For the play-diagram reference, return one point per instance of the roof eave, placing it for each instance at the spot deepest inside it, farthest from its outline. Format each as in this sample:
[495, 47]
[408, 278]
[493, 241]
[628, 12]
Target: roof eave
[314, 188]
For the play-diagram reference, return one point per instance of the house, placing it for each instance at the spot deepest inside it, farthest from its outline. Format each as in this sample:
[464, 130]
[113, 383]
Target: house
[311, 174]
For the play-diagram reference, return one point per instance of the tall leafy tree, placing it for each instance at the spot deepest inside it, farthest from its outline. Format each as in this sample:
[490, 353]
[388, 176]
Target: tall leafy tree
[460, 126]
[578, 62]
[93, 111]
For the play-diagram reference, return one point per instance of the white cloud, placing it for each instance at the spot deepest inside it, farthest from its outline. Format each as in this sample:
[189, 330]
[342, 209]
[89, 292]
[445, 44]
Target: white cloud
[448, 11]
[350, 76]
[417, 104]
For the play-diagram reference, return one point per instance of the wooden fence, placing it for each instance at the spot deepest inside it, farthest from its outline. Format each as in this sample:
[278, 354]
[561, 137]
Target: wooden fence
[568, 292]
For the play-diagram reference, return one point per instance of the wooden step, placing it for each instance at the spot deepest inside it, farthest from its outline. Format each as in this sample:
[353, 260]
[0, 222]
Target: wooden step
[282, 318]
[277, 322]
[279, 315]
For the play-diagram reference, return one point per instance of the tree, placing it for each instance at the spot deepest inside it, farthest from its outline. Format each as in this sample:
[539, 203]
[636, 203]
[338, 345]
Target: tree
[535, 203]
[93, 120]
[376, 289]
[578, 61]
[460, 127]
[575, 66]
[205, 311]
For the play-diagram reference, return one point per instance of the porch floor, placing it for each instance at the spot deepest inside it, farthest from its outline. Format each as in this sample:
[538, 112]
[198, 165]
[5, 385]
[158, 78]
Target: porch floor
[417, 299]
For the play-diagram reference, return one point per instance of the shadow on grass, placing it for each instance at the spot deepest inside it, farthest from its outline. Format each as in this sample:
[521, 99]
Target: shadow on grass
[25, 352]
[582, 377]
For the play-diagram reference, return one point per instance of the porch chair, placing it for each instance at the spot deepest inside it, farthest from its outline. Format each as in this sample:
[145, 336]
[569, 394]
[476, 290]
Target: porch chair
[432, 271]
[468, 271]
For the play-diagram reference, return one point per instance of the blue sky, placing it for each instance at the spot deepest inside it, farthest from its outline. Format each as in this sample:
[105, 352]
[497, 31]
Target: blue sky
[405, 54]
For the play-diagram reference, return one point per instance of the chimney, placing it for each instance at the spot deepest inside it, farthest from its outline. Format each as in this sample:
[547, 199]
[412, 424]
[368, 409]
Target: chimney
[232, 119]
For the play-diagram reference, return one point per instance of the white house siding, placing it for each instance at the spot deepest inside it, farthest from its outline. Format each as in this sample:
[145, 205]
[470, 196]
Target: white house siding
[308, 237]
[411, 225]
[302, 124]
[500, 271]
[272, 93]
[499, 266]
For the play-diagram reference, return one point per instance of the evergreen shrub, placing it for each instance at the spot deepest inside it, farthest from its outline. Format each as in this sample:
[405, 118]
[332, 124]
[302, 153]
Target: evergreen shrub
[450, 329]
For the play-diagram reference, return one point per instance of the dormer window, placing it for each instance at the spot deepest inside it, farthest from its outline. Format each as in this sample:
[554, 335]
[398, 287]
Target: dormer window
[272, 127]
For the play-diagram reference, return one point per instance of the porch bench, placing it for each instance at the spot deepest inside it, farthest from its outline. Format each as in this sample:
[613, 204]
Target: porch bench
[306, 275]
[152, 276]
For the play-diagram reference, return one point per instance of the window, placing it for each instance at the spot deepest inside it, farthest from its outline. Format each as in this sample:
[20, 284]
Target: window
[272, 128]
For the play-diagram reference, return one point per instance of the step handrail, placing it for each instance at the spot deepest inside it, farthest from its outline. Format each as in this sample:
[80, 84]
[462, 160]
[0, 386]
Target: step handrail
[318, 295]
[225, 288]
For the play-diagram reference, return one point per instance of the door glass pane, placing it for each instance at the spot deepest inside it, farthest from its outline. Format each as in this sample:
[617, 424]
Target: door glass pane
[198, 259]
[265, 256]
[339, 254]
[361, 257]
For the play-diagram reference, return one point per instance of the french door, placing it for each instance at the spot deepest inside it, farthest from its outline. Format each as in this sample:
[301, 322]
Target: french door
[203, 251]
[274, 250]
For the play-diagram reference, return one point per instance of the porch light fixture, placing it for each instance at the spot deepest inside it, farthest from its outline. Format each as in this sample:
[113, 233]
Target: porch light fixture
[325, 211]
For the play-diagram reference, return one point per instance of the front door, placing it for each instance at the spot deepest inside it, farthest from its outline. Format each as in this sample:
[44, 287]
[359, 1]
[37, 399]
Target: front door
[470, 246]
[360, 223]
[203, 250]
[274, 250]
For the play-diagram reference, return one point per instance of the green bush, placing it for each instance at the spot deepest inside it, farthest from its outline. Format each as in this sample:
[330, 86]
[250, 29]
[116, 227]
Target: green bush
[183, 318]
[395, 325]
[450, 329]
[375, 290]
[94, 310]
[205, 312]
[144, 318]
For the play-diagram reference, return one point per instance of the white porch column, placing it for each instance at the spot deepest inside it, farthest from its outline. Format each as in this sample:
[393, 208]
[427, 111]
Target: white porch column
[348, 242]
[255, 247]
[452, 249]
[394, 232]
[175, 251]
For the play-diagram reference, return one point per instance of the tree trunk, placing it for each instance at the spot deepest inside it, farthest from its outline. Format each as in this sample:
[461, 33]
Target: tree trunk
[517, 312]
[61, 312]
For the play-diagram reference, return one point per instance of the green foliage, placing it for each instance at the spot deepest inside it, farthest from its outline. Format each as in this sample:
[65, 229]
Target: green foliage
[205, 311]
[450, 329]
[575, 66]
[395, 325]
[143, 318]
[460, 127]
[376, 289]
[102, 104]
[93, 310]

=======

**TO DO:** Copy out, word for word, the part of the items above that opens with the line containing "tree trunk, placing" and runs through the last line of the items, both ends included.

**SOLUTION TO THIS EXERCISE:**
For the play-diagram reference, return one point per instance of the tree trunk, placing it for each instance at the spot deepest inside it, farthest from its outline. Format each as in this sample:
[461, 33]
Target: tree trunk
[517, 312]
[61, 312]
For the play-diagram reference, return one point per instance of the green foliage, placing it for each instance at the spot deepest inside it, farthest from its outline. Format each as in this sample:
[65, 229]
Target: green foliage
[205, 311]
[450, 329]
[575, 66]
[395, 325]
[143, 318]
[460, 127]
[376, 289]
[102, 104]
[93, 310]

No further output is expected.